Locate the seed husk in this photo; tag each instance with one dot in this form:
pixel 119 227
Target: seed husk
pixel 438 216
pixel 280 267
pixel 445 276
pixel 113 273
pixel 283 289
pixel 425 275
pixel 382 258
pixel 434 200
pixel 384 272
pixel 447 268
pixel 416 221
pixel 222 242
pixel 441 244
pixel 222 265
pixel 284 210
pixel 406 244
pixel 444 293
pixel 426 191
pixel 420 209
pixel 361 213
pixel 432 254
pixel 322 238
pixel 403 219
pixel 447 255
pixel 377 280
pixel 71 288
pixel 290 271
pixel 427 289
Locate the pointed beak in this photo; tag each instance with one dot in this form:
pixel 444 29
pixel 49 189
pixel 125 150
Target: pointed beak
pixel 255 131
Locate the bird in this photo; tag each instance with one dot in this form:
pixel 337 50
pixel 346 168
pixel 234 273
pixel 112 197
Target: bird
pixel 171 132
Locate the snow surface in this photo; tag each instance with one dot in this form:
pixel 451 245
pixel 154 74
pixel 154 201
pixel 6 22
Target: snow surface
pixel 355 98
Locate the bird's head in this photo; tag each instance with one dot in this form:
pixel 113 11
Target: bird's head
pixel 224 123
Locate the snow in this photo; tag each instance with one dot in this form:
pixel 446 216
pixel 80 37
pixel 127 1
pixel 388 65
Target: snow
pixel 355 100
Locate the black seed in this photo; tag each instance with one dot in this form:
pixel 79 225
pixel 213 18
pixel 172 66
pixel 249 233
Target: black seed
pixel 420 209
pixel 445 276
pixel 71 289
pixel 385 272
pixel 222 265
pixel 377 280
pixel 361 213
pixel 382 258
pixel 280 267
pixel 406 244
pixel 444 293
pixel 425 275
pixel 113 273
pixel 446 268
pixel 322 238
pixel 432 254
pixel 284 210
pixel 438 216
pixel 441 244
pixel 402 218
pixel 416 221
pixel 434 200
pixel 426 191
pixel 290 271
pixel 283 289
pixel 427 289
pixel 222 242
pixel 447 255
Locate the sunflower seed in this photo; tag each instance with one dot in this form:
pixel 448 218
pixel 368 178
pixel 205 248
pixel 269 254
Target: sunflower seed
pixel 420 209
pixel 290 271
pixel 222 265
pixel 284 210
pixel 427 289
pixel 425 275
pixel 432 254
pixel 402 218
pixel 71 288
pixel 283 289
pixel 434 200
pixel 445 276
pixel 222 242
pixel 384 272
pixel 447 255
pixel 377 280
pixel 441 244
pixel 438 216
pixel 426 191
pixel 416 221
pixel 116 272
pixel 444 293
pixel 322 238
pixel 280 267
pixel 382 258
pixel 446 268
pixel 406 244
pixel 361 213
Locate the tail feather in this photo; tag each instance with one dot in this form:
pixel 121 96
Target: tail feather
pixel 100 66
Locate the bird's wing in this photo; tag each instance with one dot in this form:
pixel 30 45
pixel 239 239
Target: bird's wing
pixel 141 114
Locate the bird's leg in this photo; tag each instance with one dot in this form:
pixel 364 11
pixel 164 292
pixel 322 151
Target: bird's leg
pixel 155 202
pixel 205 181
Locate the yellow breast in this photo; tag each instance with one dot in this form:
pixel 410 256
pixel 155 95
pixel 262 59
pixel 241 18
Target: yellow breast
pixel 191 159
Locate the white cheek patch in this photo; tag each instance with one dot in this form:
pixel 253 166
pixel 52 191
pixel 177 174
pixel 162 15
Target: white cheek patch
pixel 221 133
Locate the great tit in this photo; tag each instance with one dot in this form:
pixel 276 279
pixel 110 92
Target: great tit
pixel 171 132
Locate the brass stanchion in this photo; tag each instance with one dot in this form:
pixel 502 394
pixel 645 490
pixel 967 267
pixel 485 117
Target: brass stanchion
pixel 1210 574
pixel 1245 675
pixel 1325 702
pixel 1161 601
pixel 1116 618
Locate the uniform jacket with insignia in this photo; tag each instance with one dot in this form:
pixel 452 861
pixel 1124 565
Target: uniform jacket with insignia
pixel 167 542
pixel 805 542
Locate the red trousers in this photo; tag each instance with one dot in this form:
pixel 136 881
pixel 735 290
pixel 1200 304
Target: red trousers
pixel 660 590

● **AIM OF THE EXERCISE**: Retype all the records, matching them exactly.

● **ANSWER BELOW**:
Locate the seed husk in this photo; tag each instance with one dot in this form:
pixel 119 227
Target: seed husk
pixel 438 216
pixel 280 267
pixel 445 276
pixel 113 273
pixel 283 289
pixel 425 275
pixel 382 258
pixel 434 200
pixel 384 272
pixel 447 268
pixel 416 221
pixel 222 242
pixel 441 244
pixel 222 265
pixel 284 210
pixel 406 244
pixel 444 293
pixel 426 191
pixel 420 209
pixel 361 213
pixel 432 254
pixel 322 238
pixel 403 219
pixel 447 255
pixel 377 280
pixel 71 288
pixel 290 271
pixel 427 289
Locate the pointed beak in this photo; tag each instance with one dot in this form:
pixel 444 29
pixel 49 189
pixel 125 150
Target: pointed beak
pixel 255 131
Locate the bird in this photo; tag each instance with one dot in this form:
pixel 337 50
pixel 346 168
pixel 234 273
pixel 112 197
Target: bird
pixel 171 132
Locate the snow surface in this photo; tag each instance with one dot in this form:
pixel 451 245
pixel 154 74
pixel 154 201
pixel 6 22
Target: snow surface
pixel 355 98
Locate the bird's head in this photo; tag each instance with one dot in this form:
pixel 113 11
Target: bird's head
pixel 224 123
Locate the snow in this photo; tag each instance with one dot in this form:
pixel 446 216
pixel 80 37
pixel 127 1
pixel 388 65
Target: snow
pixel 355 100
Locate the black seed in this photo; tag each instance with one dot in this form:
pixel 79 225
pixel 213 18
pixel 172 66
pixel 249 233
Target: black seed
pixel 420 209
pixel 445 276
pixel 71 289
pixel 385 272
pixel 222 265
pixel 377 280
pixel 361 213
pixel 382 258
pixel 280 267
pixel 406 244
pixel 444 293
pixel 425 275
pixel 113 273
pixel 446 268
pixel 322 238
pixel 432 254
pixel 284 210
pixel 438 216
pixel 441 244
pixel 402 218
pixel 416 221
pixel 434 200
pixel 426 191
pixel 290 271
pixel 283 289
pixel 427 289
pixel 222 242
pixel 447 255
Locate the sunflower seed in this photo; tag each instance with one dot in this form:
pixel 448 218
pixel 368 178
pixel 205 248
pixel 269 254
Target: sunflower seed
pixel 420 209
pixel 290 271
pixel 222 265
pixel 284 210
pixel 427 289
pixel 425 275
pixel 432 254
pixel 402 218
pixel 71 288
pixel 283 289
pixel 434 200
pixel 445 276
pixel 222 242
pixel 384 272
pixel 447 255
pixel 377 280
pixel 441 244
pixel 438 216
pixel 426 191
pixel 416 221
pixel 116 272
pixel 444 293
pixel 322 238
pixel 280 267
pixel 382 258
pixel 446 268
pixel 406 244
pixel 361 213
Locate the tail feather in this photo; tag each instance with one dot in this form:
pixel 121 96
Target: tail feather
pixel 100 66
Locate the bird's wing in this photo; tag each instance with one dot in this form:
pixel 30 45
pixel 239 239
Target: bird's wing
pixel 141 114
Locate the bird's leg in this photo; tag each instance with one dot in this form:
pixel 364 11
pixel 164 292
pixel 322 151
Target: bird's leg
pixel 155 202
pixel 205 181
Locate the yellow breast in this photo; tag each instance with one dot in this form:
pixel 410 256
pixel 155 95
pixel 262 59
pixel 241 18
Target: yellow breast
pixel 191 159
Locate the white cheek patch in this photo; tag each instance with one dot in this form:
pixel 253 166
pixel 52 191
pixel 177 174
pixel 162 15
Target: white cheek patch
pixel 221 133
Locate the great tit in this photo; tag each instance with one dot in this form:
pixel 276 279
pixel 110 92
Target: great tit
pixel 171 132
Locate the brass stanchion in this photo; tag each instance with one dot in this form:
pixel 502 394
pixel 645 490
pixel 967 267
pixel 485 117
Target: brass stanchion
pixel 1210 574
pixel 1245 675
pixel 1325 702
pixel 1161 601
pixel 1116 618
Locate the uniform jacket with insignia in this photo; tag each instance with one dot in this form:
pixel 452 861
pixel 1124 565
Target: uniform jacket with insignia
pixel 167 542
pixel 805 542
Locate the red trousers in this photo; tag each instance with one dot in this form:
pixel 136 881
pixel 735 290
pixel 1200 304
Target: red trousers
pixel 660 590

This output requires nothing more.